Written by Mason Chaudhry
on April 07, 2020


As many American businesses head into a month of shifting their workforces from co-located spaces to millions of home offices, let’s take a moment to assess the impact of this colossal shift on how teams collaborate. According to a new report from App Annie, business conferencing apps had their biggest week ever, eclipsing 62 million downloads during the week of March 14-21. Small and large organizations have had to quickly pivot in providing assets, security, process, and new tools overnight. From videoconferencing, to daily stands-ups, and even security headaches, the “new normal” has set in. While this challenge has been met with resilience, it’s evident there are things we have done well, things we could improve upon, and things that require immediate attention.

== Aim of the exercise ==
Continue the article on businesses moving their workforces to home offices, starting after its final sentence.

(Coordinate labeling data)
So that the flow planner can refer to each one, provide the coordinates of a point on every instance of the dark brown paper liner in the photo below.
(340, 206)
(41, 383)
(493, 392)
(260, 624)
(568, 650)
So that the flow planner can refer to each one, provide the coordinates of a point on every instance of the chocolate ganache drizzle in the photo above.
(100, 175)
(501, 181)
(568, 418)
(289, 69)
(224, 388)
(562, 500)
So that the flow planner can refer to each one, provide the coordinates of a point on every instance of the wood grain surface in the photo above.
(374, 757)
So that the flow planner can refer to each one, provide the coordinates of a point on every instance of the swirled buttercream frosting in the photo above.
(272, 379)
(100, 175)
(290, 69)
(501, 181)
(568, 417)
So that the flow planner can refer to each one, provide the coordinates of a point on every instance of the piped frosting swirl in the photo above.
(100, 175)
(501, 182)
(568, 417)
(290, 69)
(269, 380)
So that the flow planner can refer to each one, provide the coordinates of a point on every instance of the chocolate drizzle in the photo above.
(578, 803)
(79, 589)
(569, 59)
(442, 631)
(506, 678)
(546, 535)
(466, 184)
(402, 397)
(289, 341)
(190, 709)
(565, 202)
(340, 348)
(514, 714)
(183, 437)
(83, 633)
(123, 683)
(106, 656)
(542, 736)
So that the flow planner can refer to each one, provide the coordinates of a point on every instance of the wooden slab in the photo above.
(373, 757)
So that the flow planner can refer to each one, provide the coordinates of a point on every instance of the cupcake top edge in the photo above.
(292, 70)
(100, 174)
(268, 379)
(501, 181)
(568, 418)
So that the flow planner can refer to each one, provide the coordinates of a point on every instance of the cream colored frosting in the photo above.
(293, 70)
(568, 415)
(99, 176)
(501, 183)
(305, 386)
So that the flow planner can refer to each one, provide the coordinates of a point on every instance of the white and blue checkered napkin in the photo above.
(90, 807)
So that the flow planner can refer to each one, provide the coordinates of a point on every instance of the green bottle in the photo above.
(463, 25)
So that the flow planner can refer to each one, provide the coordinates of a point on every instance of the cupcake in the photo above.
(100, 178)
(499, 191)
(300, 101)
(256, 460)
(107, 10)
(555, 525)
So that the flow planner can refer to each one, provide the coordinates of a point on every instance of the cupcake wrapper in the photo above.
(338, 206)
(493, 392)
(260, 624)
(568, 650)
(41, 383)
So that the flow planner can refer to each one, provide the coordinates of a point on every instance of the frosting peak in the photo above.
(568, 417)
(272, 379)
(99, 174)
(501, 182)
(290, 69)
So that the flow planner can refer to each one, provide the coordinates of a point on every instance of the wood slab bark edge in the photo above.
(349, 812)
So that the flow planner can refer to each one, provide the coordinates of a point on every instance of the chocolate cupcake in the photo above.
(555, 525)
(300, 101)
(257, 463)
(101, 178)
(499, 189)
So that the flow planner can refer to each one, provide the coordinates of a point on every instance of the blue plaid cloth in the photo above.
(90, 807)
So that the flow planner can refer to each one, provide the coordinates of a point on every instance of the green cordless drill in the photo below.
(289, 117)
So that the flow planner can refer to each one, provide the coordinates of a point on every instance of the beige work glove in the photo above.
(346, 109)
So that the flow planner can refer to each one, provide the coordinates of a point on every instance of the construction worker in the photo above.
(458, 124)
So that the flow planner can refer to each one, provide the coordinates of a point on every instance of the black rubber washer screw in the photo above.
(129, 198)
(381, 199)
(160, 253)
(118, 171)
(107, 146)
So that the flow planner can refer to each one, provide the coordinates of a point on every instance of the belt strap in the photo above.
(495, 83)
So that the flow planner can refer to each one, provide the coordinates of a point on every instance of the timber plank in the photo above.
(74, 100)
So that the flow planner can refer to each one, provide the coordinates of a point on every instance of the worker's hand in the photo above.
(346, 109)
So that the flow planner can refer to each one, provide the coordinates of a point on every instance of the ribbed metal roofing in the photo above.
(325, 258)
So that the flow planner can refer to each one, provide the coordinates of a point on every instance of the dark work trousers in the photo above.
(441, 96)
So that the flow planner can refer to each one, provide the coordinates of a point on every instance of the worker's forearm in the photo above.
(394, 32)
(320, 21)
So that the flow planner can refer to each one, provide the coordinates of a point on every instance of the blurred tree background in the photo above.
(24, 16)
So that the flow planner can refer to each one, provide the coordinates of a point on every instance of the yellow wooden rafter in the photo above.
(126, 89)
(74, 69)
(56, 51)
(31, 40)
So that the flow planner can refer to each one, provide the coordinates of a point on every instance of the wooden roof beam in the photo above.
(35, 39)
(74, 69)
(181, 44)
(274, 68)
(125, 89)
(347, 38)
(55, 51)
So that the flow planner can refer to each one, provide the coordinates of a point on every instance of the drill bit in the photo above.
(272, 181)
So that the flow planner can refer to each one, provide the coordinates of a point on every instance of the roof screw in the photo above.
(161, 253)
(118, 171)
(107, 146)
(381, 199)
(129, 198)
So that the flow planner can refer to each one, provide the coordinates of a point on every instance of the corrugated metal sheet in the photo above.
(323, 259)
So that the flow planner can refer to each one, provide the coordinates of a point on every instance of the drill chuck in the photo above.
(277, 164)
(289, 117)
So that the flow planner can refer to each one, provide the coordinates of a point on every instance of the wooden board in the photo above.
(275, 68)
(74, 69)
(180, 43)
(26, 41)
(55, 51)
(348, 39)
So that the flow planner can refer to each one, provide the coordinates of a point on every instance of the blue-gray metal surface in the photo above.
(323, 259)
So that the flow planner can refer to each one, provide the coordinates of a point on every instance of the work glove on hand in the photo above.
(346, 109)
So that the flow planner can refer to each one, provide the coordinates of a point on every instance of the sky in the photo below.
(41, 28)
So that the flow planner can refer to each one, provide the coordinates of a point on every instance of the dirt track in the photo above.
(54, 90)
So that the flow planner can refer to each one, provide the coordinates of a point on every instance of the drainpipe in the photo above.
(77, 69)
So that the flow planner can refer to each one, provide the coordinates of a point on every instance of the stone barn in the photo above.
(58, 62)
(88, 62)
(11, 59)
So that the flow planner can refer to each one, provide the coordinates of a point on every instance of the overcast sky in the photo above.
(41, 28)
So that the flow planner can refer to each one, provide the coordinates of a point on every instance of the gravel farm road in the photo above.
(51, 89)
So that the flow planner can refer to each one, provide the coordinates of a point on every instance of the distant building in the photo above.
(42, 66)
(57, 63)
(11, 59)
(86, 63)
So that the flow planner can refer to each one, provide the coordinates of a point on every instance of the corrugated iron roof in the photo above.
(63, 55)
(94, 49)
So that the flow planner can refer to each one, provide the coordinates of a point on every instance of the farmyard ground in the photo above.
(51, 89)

== Result for this task ==
The current health crisis has some characteristics of old Spaghetti Western films where antagonists are new and realities are harsh. Sergio Leone’s classic The Good, the Bad and the Ugly came to mind as I reflected upon this past month of working away from my teammates, office, and beloved whiteboard. Overnight I went from a highly collaborative workspace that fostered spontaneous brainstorming sessions, hallway chatter, and cultural bonding to a home office, videoconferencing platform, and spotty internet signals. Not only has this shift occurred within our corporate office but also with our teams operating within customers of various shapes and sizes. Our consulting teams support a diverse group of healthcare and financial institutions, associations and compliance organizations in tackling business and technology initiatives. They too have shifted to telework and have been sharing their insights on what has worked well and what hasn’t.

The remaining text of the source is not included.